* **Short task**:
Could you rewrite the lines below as a numbered list, dropping any blank lines and leaving the pictures out?

-- Start --

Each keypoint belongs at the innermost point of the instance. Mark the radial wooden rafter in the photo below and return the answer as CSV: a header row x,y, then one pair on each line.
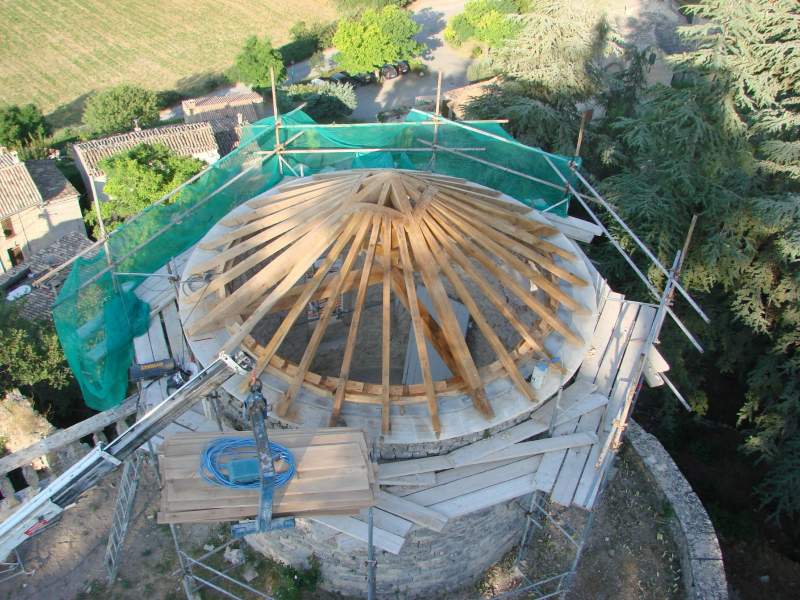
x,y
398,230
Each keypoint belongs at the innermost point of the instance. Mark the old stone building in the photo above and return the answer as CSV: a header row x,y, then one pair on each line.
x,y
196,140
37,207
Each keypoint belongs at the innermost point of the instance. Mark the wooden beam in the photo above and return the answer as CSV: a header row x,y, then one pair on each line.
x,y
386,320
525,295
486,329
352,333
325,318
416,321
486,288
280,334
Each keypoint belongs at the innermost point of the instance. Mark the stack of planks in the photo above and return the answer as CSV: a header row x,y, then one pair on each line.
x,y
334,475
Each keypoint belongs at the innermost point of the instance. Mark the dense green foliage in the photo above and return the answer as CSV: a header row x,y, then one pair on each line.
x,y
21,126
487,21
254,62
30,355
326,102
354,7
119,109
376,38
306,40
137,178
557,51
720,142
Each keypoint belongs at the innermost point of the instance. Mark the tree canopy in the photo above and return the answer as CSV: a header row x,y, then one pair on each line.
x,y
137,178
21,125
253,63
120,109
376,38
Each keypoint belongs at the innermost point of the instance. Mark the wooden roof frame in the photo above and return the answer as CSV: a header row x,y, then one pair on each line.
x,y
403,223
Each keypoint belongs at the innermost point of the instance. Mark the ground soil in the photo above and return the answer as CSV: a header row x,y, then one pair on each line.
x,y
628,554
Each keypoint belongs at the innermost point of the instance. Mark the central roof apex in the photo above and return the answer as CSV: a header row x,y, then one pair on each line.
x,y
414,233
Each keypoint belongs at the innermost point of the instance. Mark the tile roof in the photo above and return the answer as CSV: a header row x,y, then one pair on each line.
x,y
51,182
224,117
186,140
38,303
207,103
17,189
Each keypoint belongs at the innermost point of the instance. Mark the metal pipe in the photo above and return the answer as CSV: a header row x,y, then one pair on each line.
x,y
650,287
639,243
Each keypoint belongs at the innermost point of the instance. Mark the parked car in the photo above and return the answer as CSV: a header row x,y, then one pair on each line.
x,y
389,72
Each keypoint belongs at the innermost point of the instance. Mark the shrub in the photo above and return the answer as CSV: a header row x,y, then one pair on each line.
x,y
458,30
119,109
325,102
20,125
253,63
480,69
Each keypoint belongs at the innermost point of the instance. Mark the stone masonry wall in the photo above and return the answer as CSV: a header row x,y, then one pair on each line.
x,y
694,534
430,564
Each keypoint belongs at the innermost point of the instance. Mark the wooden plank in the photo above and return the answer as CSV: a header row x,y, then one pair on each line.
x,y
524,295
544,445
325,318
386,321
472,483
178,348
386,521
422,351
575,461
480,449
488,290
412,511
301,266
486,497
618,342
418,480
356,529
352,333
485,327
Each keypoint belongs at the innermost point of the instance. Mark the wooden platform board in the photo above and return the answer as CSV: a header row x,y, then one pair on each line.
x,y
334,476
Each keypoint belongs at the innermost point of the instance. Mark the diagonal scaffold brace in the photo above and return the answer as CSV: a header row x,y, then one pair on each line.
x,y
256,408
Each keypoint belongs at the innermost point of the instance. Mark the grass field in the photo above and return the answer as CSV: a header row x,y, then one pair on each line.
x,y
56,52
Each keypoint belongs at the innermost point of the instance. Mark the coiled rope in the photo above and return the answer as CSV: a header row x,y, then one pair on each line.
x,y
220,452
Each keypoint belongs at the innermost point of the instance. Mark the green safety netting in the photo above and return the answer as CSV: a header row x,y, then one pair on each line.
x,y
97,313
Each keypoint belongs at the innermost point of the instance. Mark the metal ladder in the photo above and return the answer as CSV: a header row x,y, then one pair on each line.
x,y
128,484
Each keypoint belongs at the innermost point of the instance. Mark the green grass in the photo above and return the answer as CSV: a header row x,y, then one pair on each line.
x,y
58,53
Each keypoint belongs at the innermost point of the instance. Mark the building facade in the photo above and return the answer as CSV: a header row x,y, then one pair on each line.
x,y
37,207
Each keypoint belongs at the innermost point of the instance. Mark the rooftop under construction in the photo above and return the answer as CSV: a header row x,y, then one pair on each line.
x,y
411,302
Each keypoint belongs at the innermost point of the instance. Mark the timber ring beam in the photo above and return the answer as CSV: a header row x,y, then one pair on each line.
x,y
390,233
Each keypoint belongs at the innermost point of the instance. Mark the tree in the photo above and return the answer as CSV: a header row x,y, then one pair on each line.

-- End --

* **Solution to the exercise**:
1. Each keypoint belongs at the innermost point of the instance. Mark the radial wooden rafter in the photo below and return the answer as CSV: a header row x,y, then one pair on each line.
2. x,y
3. 398,230
4. Each keypoint belongs at the innermost point of the instance. Mark the old stone building in the photo above and return the answer as CSV: a header row x,y, then one pair on each line.
5. x,y
6. 196,140
7. 37,207
8. Each keypoint belongs at the innermost point of the instance. Mark the wooden beam in the photo above and return the answer as CSV: a header row x,y, then one pair on each line.
9. x,y
10. 386,320
11. 525,295
12. 486,329
13. 352,333
14. 325,318
15. 416,321
16. 486,288
17. 280,334
18. Each keypoint belongs at the innermost point of the instance. Mark the stack of planks in the photo above and return the answer as CSV: a header row x,y, then one pair on each line.
19. x,y
20. 334,475
21. Each keypoint belongs at the innermost point of the instance. Mark the dense green foliage in the photo above and return the answer as CSV: a header row x,y, then one pair on each line.
22. x,y
23. 21,126
24. 487,21
25. 254,62
26. 30,355
27. 326,102
28. 354,7
29. 119,109
30. 376,38
31. 306,40
32. 137,178
33. 557,51
34. 720,142
35. Each keypoint belongs at the innermost point of the instance. Mark the tree canopy in the photo above and return the answer as CSV: a header row x,y, then one pair on each line.
36. x,y
37. 137,178
38. 21,125
39. 253,63
40. 120,109
41. 376,38
42. Each keypoint belongs at the innermost point of the instance. Mark the wooden roof frame in the photo above and return the answer as CSV: a header row x,y, then one pair on each line.
43. x,y
44. 403,223
45. Each keypoint belongs at the innermost point of the instance. Mark the ground soil in the photo above and return the answer as CSV: a header row x,y, then one pair on each line.
46. x,y
47. 628,554
48. Each keypoint belongs at the innermost point of the instance. Mark the central roof apex in the photo above and return the answer as CSV: a header row x,y, then one pair on each line.
49. x,y
50. 414,233
51. Each keypoint belongs at the innermost point of the instance. Mark the tile roof in the photo above and return the answer as CSV: a header row x,y, then one pair on each line.
52. x,y
53. 51,182
54. 224,117
55. 186,140
56. 38,303
57. 207,103
58. 17,189
59. Each keypoint belongs at the innermost point of the instance. Mark the metal pipe in the photo above and return the answer as CSV: a header row x,y, then one pair on each line.
60. x,y
61. 650,287
62. 639,243
63. Each keypoint belongs at the innermost point of the instance. Mark the parked car in the photo above and return the answer as CSV: a header row x,y, then one pair on each line.
64. x,y
65. 389,72
66. Each keypoint belongs at the innermost point of the instance. Mark the shrub in the photo above and return the answer as CSV: a header row x,y, then one pair on each line.
67. x,y
68. 458,30
69. 119,109
70. 325,102
71. 20,125
72. 253,63
73. 480,69
74. Each keypoint belongs at the innermost point of the instance. Mark the stone masonry wall in the photo above and return the answer as CSV: a header row x,y, then one pair on each line.
75. x,y
76. 694,534
77. 430,564
78. Each keypoint belongs at the innermost point of the instance. Mark the wooden plank in the photo above and return the answer as CSV: a header row x,y, then one pair on each line.
79. x,y
80. 524,295
81. 544,445
82. 325,318
83. 386,321
84. 472,483
85. 178,348
86. 386,521
87. 422,351
88. 575,461
89. 480,449
90. 488,290
91. 412,511
92. 301,266
93. 486,497
94. 618,342
95. 418,480
96. 356,529
97. 352,333
98. 485,327
99. Each keypoint belongs at the innermost point of the instance. Mark the wooden platform board in the photo above and return the answer as CSV: a header row x,y, then one pair on each line.
100. x,y
101. 334,476
102. Each keypoint belongs at the innermost point of the instance. Mark the diagonal scaffold brace in the photo above and return the answer as CSV: a header row x,y, then one pair on each line.
103. x,y
104. 256,408
105. Each keypoint belongs at the innermost point of the instance. Mark the grass field in the photo above and return the answer as CSV: a header row x,y, then one pair on each line.
106. x,y
107. 56,52
108. Each keypoint belongs at the innermost point of the instance. Mark the coiled rope in the photo above and return the answer as CSV: a header row x,y, then one pair on each line.
109. x,y
110. 220,452
111. Each keypoint belongs at the innermost point of the instance. Mark the green safety netting in the photo above and return the answer as CSV: a header row x,y, then one pair on each line.
112. x,y
113. 97,313
114. Each keypoint belongs at the innermost point of the instance. Mark the metal ladder in the photo above and return the answer as CSV: a header row x,y, then one pair on each line.
115. x,y
116. 128,484
117. Each keypoint belongs at the innermost point of the instance. Mark the green grass in the photo above and return the answer as CSV: a header row x,y, then one pair on each line.
118. x,y
119. 58,53
120. Each keypoint belongs at the innermost point of the instance. Mark the building facade in the photo above and return the answer as CSV: a header row x,y, then one pair on each line.
121. x,y
122. 37,207
123. Each keypoint belongs at the innermost point of the instance. Mark the rooftop under construction in the photo above and return the answer as CSV: a header row x,y, then one pair on each line.
124. x,y
125. 411,302
126. Each keypoint belongs at the innermost point of the instance. Mark the timber ring beam in the photo above and return the answer as CSV: a header row x,y, then one pair on each line.
127. x,y
128. 390,233
129. Each keypoint belongs at the innermost point of the instance. Mark the tree in the photo above and return the answer as CSV: a header row x,y, then one pair on each line.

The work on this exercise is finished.